WRITTEN PROBLEM:
Exactly reproduce the lines from the one holding "the fog light?" through the final line of the listing below, with both ends included and nothing else.

Start of EXTRACTED INFORMATION

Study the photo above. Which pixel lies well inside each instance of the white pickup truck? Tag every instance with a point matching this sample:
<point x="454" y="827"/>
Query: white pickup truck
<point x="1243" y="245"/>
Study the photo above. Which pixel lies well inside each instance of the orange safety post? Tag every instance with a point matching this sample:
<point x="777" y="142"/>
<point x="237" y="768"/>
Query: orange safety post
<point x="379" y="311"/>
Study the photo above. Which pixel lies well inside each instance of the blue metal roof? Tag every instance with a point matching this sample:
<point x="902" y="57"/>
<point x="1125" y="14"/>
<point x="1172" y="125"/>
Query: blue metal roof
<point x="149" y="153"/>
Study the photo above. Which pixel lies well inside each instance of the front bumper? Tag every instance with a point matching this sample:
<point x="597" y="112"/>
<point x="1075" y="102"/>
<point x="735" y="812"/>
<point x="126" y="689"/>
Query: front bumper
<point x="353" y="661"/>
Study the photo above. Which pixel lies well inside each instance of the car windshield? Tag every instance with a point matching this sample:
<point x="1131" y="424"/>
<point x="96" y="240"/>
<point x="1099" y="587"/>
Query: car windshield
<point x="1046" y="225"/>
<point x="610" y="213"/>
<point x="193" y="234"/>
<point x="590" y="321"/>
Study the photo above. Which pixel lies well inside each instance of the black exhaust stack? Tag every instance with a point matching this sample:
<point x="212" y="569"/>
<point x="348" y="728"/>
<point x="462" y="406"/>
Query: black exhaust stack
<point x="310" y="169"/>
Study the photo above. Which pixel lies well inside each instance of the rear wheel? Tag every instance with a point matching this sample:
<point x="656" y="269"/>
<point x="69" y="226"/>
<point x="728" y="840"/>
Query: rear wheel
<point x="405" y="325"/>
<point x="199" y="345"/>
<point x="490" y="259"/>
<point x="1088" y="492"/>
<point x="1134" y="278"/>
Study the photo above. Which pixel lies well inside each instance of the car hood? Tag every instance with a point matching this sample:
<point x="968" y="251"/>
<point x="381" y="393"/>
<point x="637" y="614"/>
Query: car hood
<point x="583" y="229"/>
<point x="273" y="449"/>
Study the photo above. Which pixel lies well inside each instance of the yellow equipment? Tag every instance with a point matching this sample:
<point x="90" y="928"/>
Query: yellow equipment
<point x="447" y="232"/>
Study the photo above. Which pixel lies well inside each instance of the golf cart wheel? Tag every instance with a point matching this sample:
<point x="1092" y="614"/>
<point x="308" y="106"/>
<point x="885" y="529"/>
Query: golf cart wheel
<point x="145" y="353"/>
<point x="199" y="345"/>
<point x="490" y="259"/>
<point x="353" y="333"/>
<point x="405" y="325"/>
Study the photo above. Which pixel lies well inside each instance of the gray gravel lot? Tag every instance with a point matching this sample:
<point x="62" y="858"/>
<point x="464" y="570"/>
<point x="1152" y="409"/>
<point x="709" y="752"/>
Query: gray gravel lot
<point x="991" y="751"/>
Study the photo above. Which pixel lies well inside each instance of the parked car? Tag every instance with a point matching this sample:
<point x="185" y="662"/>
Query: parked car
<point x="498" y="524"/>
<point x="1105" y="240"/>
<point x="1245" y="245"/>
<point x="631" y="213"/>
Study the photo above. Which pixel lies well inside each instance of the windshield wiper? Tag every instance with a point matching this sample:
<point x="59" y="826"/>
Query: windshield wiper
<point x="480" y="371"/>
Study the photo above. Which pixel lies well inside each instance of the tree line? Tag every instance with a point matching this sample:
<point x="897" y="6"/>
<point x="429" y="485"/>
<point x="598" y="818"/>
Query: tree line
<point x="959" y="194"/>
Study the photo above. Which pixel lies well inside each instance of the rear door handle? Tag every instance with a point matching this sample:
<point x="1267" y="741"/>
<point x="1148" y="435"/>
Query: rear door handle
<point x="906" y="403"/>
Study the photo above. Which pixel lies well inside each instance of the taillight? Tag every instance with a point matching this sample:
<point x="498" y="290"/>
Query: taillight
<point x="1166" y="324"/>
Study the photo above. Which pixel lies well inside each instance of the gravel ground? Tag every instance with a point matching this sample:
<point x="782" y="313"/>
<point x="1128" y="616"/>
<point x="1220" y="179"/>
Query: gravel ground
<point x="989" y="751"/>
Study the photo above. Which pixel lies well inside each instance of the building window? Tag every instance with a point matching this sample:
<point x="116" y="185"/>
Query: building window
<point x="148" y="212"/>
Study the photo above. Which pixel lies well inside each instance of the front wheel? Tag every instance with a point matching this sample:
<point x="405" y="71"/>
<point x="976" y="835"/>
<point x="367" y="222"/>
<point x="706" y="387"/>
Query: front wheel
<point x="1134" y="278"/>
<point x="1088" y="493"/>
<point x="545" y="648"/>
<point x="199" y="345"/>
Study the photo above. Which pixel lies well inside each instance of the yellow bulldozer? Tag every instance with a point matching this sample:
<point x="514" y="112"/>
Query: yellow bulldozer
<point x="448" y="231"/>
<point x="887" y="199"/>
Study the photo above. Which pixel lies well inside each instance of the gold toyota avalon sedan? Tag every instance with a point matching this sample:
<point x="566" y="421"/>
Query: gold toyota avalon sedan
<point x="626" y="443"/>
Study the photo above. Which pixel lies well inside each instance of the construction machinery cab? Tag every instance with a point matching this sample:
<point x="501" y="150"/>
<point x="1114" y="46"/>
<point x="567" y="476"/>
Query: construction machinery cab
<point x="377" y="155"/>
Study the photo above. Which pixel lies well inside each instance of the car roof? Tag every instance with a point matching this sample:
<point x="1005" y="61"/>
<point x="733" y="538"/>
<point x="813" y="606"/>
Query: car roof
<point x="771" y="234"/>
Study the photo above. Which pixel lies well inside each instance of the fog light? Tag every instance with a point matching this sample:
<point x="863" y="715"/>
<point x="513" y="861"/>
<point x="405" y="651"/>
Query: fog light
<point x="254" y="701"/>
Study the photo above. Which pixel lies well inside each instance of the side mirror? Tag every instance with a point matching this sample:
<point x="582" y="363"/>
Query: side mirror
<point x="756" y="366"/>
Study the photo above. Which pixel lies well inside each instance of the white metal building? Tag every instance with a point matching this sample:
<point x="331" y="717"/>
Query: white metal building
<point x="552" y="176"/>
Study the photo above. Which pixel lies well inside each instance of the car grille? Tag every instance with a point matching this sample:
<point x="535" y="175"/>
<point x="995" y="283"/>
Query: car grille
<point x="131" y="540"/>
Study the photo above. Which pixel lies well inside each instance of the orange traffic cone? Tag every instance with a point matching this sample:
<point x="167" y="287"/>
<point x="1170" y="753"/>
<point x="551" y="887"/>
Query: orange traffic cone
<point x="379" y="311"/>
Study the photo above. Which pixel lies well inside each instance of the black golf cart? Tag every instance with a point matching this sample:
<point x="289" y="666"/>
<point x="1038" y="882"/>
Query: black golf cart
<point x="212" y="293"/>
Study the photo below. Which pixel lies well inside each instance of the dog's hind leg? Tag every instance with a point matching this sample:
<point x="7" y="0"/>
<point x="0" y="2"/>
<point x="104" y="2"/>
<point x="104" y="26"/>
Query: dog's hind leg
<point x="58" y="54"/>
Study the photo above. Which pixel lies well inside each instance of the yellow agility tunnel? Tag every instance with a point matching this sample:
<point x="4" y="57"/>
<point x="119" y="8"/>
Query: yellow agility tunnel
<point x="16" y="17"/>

End of EXTRACTED INFORMATION

WRITTEN RESPONSE:
Study the photo above. Which pixel lies well inside each instance of the fog light? Tag every instance with a point matching this sample:
<point x="863" y="715"/>
<point x="513" y="861"/>
<point x="405" y="651"/>
Query: fog light
<point x="254" y="701"/>
Study the photo above. Which pixel lies well inside each instance of the side mirror? Tag every instance with a point matching this sample:
<point x="582" y="363"/>
Query: side mirror
<point x="756" y="366"/>
Study the photo above. Which pixel lies well inside each instance of the white metal building? Tag every instance with a point matching this sample:
<point x="331" y="717"/>
Query: white metal building
<point x="552" y="176"/>
Study the photo above. Which pixel lies well inside each instance of the car grille? Tag every instance with a point matching this sample:
<point x="535" y="175"/>
<point x="995" y="283"/>
Query: car grille
<point x="131" y="540"/>
Study the photo above. Which pixel lies well inside each instance of the orange traffic cone? Tag every instance with a point matching this sample:
<point x="167" y="287"/>
<point x="1170" y="753"/>
<point x="551" y="887"/>
Query: orange traffic cone
<point x="379" y="311"/>
Study the photo above. Which pixel lies well inside each instance of the black golf cart? Tag every instance with a point matching this sample:
<point x="289" y="666"/>
<point x="1038" y="882"/>
Query: black golf cart
<point x="212" y="293"/>
Study the photo below. Which pixel lies well inside each instance of the dog's hind leg? Tag every instance with a point matching this sample:
<point x="7" y="0"/>
<point x="0" y="2"/>
<point x="104" y="2"/>
<point x="104" y="26"/>
Query: dog's hind leg
<point x="58" y="54"/>
Study the photo above. Which pixel lies well inside each instance of the yellow agility tunnel? Tag every instance with a point matching this sample:
<point x="4" y="57"/>
<point x="119" y="8"/>
Query: yellow agility tunnel
<point x="16" y="17"/>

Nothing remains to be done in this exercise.